>> START Task inputs

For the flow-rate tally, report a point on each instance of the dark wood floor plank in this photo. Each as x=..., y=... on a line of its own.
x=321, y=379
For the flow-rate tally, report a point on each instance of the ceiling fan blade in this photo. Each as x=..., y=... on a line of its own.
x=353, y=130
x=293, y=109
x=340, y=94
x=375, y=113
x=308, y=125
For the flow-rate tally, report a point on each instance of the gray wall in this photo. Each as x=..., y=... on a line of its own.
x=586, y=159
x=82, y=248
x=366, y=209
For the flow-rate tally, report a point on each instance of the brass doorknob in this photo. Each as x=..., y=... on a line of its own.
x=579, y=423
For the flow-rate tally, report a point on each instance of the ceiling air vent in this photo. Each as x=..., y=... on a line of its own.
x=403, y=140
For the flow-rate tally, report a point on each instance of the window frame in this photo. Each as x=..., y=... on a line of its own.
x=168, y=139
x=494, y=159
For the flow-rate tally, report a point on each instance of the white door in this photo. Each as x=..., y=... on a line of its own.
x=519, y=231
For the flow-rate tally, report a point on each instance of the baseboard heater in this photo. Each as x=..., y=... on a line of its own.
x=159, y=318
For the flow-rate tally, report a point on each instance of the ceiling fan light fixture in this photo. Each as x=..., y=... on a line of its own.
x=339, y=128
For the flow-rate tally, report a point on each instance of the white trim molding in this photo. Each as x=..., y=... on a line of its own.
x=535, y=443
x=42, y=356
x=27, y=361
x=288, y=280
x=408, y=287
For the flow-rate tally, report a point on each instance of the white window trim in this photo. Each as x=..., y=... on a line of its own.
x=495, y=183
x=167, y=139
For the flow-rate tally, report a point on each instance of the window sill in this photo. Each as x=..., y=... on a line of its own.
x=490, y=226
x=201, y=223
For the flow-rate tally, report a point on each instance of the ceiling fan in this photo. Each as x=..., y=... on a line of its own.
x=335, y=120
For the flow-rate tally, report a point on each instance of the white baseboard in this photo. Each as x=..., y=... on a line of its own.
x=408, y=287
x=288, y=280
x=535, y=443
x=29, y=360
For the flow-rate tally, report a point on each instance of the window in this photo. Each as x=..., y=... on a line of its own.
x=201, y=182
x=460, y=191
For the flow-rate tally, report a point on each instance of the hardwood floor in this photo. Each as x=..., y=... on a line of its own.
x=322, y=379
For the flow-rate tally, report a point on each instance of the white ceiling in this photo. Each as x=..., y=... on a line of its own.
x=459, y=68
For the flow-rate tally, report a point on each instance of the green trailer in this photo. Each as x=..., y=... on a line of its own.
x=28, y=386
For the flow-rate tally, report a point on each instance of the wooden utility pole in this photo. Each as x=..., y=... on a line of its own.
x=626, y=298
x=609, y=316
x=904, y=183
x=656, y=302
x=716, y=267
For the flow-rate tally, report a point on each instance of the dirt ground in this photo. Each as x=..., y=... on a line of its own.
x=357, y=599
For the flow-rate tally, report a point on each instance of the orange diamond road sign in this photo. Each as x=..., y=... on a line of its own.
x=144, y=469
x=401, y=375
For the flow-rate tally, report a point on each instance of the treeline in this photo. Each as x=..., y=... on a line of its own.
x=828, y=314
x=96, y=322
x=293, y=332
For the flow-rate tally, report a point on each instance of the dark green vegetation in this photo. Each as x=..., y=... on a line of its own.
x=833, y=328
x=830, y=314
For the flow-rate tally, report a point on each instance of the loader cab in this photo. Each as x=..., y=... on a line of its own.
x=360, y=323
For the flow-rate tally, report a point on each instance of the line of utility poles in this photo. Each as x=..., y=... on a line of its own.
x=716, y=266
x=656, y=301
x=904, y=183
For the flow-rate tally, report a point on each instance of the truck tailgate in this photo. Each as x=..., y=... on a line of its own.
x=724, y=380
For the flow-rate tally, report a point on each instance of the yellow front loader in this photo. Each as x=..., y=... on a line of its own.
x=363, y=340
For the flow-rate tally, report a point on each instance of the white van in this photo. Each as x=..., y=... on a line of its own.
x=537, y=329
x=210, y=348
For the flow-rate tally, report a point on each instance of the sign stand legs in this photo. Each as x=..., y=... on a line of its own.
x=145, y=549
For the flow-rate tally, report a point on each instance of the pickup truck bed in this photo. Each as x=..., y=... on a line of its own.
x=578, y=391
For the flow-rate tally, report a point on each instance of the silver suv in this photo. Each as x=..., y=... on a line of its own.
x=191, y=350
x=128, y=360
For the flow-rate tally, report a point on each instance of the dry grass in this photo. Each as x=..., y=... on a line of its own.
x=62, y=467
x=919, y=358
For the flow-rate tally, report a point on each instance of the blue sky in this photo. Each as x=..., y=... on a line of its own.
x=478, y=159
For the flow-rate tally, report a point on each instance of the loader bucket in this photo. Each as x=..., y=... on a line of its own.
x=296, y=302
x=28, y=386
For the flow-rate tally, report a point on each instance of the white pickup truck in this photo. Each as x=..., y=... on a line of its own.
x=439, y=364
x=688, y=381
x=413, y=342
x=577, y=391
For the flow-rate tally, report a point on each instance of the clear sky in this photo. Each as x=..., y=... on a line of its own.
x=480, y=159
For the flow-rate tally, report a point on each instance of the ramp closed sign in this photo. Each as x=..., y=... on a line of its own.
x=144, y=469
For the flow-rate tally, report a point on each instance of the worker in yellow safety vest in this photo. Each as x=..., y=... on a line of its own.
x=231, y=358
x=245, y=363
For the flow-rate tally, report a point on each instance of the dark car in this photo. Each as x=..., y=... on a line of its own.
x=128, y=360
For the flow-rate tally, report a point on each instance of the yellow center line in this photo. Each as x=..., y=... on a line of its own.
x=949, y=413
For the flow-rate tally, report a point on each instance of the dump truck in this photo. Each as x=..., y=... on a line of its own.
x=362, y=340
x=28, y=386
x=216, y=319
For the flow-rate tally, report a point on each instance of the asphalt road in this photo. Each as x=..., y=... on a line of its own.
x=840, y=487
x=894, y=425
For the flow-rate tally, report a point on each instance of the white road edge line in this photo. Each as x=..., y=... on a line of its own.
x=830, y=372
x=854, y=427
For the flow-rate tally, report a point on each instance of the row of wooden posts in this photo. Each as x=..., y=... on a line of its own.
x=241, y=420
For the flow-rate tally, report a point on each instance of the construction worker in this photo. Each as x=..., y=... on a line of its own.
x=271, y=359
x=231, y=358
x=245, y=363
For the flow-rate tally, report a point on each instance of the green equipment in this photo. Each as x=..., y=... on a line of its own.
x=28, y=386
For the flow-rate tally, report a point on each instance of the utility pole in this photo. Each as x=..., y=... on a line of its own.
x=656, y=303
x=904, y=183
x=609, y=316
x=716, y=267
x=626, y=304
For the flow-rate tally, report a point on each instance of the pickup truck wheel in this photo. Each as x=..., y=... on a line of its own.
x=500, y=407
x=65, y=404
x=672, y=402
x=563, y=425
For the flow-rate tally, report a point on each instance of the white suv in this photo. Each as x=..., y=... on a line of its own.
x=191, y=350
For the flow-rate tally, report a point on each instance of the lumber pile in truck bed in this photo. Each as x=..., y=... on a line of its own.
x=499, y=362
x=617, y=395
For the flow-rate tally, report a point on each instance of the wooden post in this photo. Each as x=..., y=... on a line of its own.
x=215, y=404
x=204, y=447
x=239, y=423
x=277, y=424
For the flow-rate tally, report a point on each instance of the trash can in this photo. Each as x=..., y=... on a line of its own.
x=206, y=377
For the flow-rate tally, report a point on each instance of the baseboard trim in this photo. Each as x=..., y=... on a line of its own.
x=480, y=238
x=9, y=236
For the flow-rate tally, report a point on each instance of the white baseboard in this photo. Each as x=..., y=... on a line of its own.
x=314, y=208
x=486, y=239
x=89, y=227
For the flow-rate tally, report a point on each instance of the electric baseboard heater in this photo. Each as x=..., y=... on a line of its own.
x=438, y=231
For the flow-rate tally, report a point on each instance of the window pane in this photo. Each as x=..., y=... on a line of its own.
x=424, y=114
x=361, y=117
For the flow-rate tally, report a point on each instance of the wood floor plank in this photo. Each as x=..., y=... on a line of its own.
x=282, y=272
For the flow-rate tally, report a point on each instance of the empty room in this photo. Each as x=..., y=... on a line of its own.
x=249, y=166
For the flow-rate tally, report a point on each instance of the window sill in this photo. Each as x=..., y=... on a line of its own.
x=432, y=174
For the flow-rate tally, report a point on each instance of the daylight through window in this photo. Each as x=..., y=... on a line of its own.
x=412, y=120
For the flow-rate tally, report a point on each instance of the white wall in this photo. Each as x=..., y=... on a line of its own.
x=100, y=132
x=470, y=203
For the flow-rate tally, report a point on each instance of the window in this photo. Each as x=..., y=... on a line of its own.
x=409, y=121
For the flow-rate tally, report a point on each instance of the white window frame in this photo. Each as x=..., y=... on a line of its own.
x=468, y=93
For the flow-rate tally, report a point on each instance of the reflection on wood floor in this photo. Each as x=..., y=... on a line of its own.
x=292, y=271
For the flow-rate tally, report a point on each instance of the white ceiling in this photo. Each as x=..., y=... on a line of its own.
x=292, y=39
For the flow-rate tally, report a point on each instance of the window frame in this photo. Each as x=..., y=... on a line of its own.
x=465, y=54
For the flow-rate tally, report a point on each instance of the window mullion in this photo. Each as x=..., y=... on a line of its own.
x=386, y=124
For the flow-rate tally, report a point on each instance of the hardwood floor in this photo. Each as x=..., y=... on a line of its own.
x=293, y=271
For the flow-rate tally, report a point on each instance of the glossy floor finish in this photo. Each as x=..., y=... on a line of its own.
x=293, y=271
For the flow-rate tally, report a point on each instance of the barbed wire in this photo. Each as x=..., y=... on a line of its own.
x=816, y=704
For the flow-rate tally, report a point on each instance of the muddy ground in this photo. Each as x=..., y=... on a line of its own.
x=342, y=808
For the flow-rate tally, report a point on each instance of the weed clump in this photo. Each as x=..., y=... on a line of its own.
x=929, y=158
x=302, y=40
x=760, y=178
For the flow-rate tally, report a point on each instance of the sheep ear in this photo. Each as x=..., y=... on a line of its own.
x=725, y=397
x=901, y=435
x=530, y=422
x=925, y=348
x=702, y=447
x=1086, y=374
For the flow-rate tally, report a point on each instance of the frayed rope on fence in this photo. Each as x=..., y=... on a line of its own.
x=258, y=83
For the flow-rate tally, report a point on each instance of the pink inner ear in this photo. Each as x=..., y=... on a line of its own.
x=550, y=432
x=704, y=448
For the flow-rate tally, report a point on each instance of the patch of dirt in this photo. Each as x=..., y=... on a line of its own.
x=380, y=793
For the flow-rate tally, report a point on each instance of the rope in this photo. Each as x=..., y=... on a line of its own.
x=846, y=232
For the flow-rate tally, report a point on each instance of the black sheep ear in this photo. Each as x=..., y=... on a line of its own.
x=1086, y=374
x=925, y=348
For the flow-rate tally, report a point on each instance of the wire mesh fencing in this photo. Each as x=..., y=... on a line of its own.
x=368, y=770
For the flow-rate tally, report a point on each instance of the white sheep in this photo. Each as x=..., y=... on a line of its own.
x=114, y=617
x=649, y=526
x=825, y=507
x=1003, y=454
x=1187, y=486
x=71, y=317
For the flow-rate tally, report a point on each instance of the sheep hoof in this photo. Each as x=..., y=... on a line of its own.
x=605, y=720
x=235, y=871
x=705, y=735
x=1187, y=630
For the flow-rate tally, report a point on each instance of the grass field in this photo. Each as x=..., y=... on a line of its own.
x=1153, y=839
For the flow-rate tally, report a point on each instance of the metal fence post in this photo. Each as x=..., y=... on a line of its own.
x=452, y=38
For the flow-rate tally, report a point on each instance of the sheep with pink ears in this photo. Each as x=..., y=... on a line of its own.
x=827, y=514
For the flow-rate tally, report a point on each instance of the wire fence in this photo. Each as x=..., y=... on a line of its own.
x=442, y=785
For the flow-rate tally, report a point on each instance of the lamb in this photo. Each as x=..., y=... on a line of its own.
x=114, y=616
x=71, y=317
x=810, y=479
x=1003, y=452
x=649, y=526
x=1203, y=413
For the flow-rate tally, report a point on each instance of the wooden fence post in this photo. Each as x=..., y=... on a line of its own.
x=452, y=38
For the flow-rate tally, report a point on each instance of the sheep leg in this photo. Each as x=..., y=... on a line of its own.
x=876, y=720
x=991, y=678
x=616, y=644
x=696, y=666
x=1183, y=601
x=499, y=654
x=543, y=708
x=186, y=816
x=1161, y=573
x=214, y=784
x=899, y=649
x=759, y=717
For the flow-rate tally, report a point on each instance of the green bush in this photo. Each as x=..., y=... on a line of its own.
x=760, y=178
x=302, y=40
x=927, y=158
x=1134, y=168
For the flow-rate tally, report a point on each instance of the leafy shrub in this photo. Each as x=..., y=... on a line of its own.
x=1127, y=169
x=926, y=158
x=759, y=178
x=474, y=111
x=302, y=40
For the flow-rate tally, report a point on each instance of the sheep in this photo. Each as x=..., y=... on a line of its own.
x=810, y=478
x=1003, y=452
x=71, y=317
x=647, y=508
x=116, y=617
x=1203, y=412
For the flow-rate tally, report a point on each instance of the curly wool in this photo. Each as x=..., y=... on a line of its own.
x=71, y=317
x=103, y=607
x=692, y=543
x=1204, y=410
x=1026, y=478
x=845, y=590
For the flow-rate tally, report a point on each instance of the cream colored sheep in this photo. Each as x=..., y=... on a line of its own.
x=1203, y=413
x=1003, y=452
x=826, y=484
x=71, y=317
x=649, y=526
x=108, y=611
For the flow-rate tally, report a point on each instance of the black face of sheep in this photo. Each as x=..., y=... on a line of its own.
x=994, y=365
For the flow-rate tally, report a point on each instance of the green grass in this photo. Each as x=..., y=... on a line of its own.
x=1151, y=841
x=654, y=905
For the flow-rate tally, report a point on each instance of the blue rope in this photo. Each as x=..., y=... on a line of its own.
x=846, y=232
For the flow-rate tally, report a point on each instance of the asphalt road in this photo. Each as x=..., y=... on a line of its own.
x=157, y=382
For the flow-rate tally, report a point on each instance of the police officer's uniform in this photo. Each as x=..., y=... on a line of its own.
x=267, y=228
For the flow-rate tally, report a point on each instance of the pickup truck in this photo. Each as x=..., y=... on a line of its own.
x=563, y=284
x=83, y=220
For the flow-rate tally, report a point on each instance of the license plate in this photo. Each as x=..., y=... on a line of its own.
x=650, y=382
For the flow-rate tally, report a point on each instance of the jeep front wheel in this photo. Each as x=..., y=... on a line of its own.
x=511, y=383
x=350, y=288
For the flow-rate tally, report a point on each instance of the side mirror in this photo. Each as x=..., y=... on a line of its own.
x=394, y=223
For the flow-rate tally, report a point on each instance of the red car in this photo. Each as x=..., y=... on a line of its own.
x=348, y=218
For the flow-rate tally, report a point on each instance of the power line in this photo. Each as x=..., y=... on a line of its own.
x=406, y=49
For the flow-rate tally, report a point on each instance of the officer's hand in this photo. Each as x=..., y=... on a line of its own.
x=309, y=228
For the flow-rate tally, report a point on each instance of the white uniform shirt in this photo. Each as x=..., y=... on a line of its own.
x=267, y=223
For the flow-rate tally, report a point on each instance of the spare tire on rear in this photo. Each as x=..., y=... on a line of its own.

>> END Task inputs

Set exercise »
Lay out the records above as a Markdown table with the columns "No." and "Entry," one numbered row per line and no blank lines. Begin at the line that contains "the sheep leg" and stop after the line that contains "x=83, y=220".

Solution to this exercise »
| No. | Entry |
|---|---|
| 1 | For the flow-rate tally, report a point on each instance of the sheep leg in this photo. Each as x=..., y=... on a line of its own. |
| 2 | x=876, y=720 |
| 3 | x=991, y=678 |
| 4 | x=616, y=644 |
| 5 | x=696, y=666 |
| 6 | x=1183, y=601 |
| 7 | x=499, y=654 |
| 8 | x=543, y=708 |
| 9 | x=186, y=816 |
| 10 | x=1161, y=573 |
| 11 | x=214, y=784 |
| 12 | x=899, y=649 |
| 13 | x=759, y=717 |
| 14 | For the flow-rate tally, report a point on each instance of the green bush in this photo. Each as x=..., y=... on a line of its own. |
| 15 | x=760, y=178 |
| 16 | x=302, y=40 |
| 17 | x=927, y=158 |
| 18 | x=1134, y=168 |
| 19 | For the flow-rate tally, report a point on each instance of the leafy shrub in this photo. Each as x=..., y=... on a line of its own. |
| 20 | x=1127, y=169 |
| 21 | x=926, y=158 |
| 22 | x=759, y=178 |
| 23 | x=474, y=111 |
| 24 | x=302, y=40 |
| 25 | For the flow-rate tally, report a point on each instance of the sheep in this photo. Each as x=..., y=... on a line of its own. |
| 26 | x=810, y=478 |
| 27 | x=1003, y=452 |
| 28 | x=71, y=317 |
| 29 | x=647, y=508 |
| 30 | x=116, y=617 |
| 31 | x=1203, y=412 |
| 32 | For the flow-rate tally, report a point on each instance of the curly wool in this photo. Each as x=..., y=... on a line of its own. |
| 33 | x=71, y=317 |
| 34 | x=103, y=607 |
| 35 | x=692, y=543 |
| 36 | x=1204, y=410 |
| 37 | x=1026, y=478 |
| 38 | x=845, y=590 |
| 39 | For the flow-rate tally, report a point on each instance of the cream colored sheep in this photo. Each as x=..., y=... on a line of its own. |
| 40 | x=1203, y=413 |
| 41 | x=1003, y=452 |
| 42 | x=826, y=484 |
| 43 | x=71, y=317 |
| 44 | x=649, y=526 |
| 45 | x=108, y=611 |
| 46 | For the flow-rate tally, report a point on each instance of the black face of sheep in this photo. Each as x=..., y=... on a line of its own. |
| 47 | x=994, y=365 |
| 48 | For the flow-rate tally, report a point on each instance of the green grass in this photo. Each as x=..., y=... on a line of its own. |
| 49 | x=1151, y=841 |
| 50 | x=654, y=905 |
| 51 | For the flow-rate tally, report a point on each instance of the blue rope in this photo. Each as x=..., y=... on a line of its own. |
| 52 | x=846, y=232 |
| 53 | For the flow-rate tally, report a point on each instance of the asphalt road in this photo. Each as x=..., y=... on a line of its own. |
| 54 | x=157, y=382 |
| 55 | For the flow-rate tally, report a point on each instance of the police officer's uniform in this photo. Each as x=..., y=... on a line of its own. |
| 56 | x=267, y=228 |
| 57 | For the flow-rate tally, report a point on each instance of the pickup truck in this photo. Each as x=..., y=... on a line of its own. |
| 58 | x=563, y=284 |
| 59 | x=83, y=220 |